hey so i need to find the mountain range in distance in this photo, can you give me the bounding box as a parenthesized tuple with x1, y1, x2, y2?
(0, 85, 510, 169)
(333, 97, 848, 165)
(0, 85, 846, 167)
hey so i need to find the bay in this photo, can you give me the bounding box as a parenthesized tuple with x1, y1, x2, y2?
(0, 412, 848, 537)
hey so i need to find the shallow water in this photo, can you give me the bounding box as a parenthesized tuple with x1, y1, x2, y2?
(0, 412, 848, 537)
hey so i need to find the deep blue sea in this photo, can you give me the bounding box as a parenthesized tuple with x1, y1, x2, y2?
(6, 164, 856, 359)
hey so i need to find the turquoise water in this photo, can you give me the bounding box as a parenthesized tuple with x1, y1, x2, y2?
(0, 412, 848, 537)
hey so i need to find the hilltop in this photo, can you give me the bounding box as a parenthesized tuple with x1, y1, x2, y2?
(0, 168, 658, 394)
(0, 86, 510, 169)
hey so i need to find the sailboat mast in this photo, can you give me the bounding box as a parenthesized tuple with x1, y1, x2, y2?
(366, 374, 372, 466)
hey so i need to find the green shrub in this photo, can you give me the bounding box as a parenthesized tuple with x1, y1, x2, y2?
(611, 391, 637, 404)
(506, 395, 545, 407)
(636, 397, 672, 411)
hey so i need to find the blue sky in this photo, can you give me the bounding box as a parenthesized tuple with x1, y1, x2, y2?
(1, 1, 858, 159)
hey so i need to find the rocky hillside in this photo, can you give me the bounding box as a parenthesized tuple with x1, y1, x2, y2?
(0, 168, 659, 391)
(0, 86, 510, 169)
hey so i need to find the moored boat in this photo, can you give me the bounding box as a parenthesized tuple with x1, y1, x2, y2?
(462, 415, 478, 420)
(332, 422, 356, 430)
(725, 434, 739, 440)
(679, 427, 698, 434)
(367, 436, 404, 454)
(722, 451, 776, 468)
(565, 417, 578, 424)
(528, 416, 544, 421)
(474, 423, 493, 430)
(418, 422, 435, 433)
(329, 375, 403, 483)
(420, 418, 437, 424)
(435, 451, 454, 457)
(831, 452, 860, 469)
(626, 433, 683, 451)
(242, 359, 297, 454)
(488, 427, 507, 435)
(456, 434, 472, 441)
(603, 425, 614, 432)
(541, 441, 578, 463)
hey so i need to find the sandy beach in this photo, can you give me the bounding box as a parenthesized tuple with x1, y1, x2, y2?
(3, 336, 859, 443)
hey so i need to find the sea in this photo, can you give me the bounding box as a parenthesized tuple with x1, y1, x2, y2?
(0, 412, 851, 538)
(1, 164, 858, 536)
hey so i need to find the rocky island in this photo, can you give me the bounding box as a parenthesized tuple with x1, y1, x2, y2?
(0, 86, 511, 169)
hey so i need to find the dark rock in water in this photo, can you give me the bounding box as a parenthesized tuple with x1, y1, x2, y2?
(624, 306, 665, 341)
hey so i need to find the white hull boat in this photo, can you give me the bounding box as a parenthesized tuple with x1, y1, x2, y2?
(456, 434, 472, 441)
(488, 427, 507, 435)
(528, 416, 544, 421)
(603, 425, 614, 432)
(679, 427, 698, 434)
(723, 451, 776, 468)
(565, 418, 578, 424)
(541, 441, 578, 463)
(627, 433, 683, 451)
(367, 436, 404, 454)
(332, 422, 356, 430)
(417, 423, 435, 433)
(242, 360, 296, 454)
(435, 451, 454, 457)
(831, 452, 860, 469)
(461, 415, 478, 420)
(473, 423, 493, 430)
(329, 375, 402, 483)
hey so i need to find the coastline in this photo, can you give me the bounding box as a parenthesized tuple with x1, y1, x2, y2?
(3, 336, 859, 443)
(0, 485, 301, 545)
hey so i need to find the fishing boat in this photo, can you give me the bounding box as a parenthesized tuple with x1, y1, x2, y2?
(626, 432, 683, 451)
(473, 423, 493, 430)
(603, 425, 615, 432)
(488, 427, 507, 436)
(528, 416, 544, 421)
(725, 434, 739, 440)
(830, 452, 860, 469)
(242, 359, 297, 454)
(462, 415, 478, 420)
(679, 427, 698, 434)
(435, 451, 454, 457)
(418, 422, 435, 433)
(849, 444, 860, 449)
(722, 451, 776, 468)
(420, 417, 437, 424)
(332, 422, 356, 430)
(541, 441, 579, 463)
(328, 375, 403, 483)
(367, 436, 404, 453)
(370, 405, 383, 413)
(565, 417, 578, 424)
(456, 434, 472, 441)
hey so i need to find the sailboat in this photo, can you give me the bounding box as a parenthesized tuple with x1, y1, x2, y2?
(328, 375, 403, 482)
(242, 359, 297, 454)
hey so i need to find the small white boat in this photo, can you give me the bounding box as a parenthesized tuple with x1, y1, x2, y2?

* * *

- _Problem to solve_:
Copy the whole listing down exactly.

- _Exercise response_:
hey so i need to find the mountain range in distance in this photo, can you give me the bounding box as a parenthesized tuple with x1, y1, x2, y2?
(0, 85, 510, 169)
(333, 97, 848, 165)
(0, 85, 846, 167)
hey so i need to find the bay in this photo, can you give me the bounding box as a parenthesized tuple with x1, y1, x2, y2?
(0, 412, 848, 537)
hey so i need to find the shallow water in this photo, can you give me the bounding box as a parenthesized tuple with x1, y1, x2, y2?
(0, 412, 848, 537)
hey so i need to find the deep blue sea in this photo, can you give me the bounding box as a parenthesized tuple with x1, y1, x2, y2?
(6, 164, 856, 359)
hey so i need to find the turquoise water in this photo, can you give me the bounding box as a parenthesized tuple with x1, y1, x2, y2?
(0, 412, 848, 537)
hey so i need to find the hilltop in this photo, can you give me the bounding box as a parenthesized tuple with x1, y1, x2, y2?
(0, 168, 658, 394)
(0, 86, 510, 169)
hey so i need to find the sailboat mast in this photo, can you give me the bounding box as a parenthesized tuple with x1, y1, x2, y2?
(366, 374, 372, 466)
hey so i need to find the green shrub in this photo, can you give me the bounding box as a parenthesized tuple with x1, y1, x2, y2?
(611, 391, 637, 404)
(506, 395, 545, 407)
(636, 397, 672, 411)
hey so i need to find the blue sky in this photo, can you give me the bounding box as a parenthesized tuple with x1, y1, x2, y2?
(1, 1, 858, 159)
hey so i need to find the rocky hillside in this photo, can you give me the bounding box as a parenthesized tuple with x1, y1, x2, y2?
(0, 168, 659, 391)
(0, 86, 510, 169)
hey so i need to find the moored boat in this photo, can you give me the bounding box as a parenthesized tuple with x1, y1, x2, y2?
(462, 415, 478, 420)
(332, 422, 356, 430)
(725, 434, 739, 440)
(679, 427, 698, 434)
(367, 436, 404, 454)
(722, 451, 776, 468)
(565, 417, 578, 424)
(528, 416, 544, 421)
(474, 423, 493, 430)
(418, 422, 435, 433)
(329, 375, 403, 483)
(420, 418, 437, 424)
(435, 451, 454, 457)
(831, 452, 860, 469)
(626, 433, 683, 451)
(242, 359, 297, 454)
(488, 427, 507, 435)
(456, 434, 472, 441)
(603, 425, 614, 432)
(541, 441, 578, 463)
hey so i need to find the sandy beach in this photo, can you give me the bounding box as a parenthesized tuple with x1, y1, x2, y2?
(3, 336, 859, 443)
hey so i need to find the sea in this photo, can you give me the bounding box as a parenthesized tuple with x1, y1, x2, y2?
(0, 412, 851, 538)
(1, 164, 858, 536)
hey so i need to find the rocky island in this photo, can you give me the bounding box as a parenthesized tuple with x1, y1, x2, y2?
(0, 86, 511, 169)
hey so i need to find the dark rock in water in this photo, can you give me the bounding box as a parenthesized tuple with x1, y1, x2, y2?
(624, 306, 665, 341)
hey so i need to find the white hull boat in this photo, can you give me the bounding box as a parenthesized tuple with x1, y1, x2, y2?
(456, 434, 472, 441)
(488, 427, 507, 435)
(528, 416, 544, 421)
(603, 425, 614, 432)
(679, 427, 698, 434)
(723, 451, 776, 468)
(565, 418, 578, 424)
(541, 441, 578, 463)
(627, 433, 683, 451)
(367, 436, 404, 454)
(332, 422, 356, 430)
(417, 423, 435, 433)
(242, 360, 296, 454)
(435, 451, 454, 457)
(831, 452, 860, 469)
(461, 415, 478, 420)
(473, 423, 493, 430)
(329, 375, 402, 483)
hey so i need to find the coastline in this photo, can you give me the bounding box as a parenthesized tuple with x1, y1, x2, y2?
(3, 336, 859, 443)
(0, 485, 301, 545)
hey so i need to find the fishing boat in this photo, can you give me the bounding box as a parenthesized tuple with x1, y1, x2, y2?
(626, 432, 683, 451)
(473, 423, 493, 430)
(603, 425, 615, 432)
(488, 427, 507, 436)
(528, 416, 544, 421)
(725, 434, 739, 440)
(830, 452, 860, 469)
(242, 359, 297, 454)
(462, 415, 478, 420)
(679, 427, 698, 434)
(435, 451, 454, 457)
(418, 422, 435, 433)
(849, 444, 860, 449)
(722, 451, 776, 468)
(420, 417, 437, 424)
(332, 422, 356, 430)
(541, 441, 579, 463)
(328, 375, 403, 483)
(367, 436, 404, 453)
(370, 405, 383, 413)
(565, 417, 578, 424)
(456, 434, 472, 441)
hey so i need to find the sailboat in this photo, can you give me the bounding box as a parenthesized tuple with x1, y1, x2, y2?
(328, 375, 403, 482)
(242, 359, 297, 454)
hey so i need to find the small white boat in this photo, can you give me the bounding box as a parenthesized tuple with x1, y1, x2, y2?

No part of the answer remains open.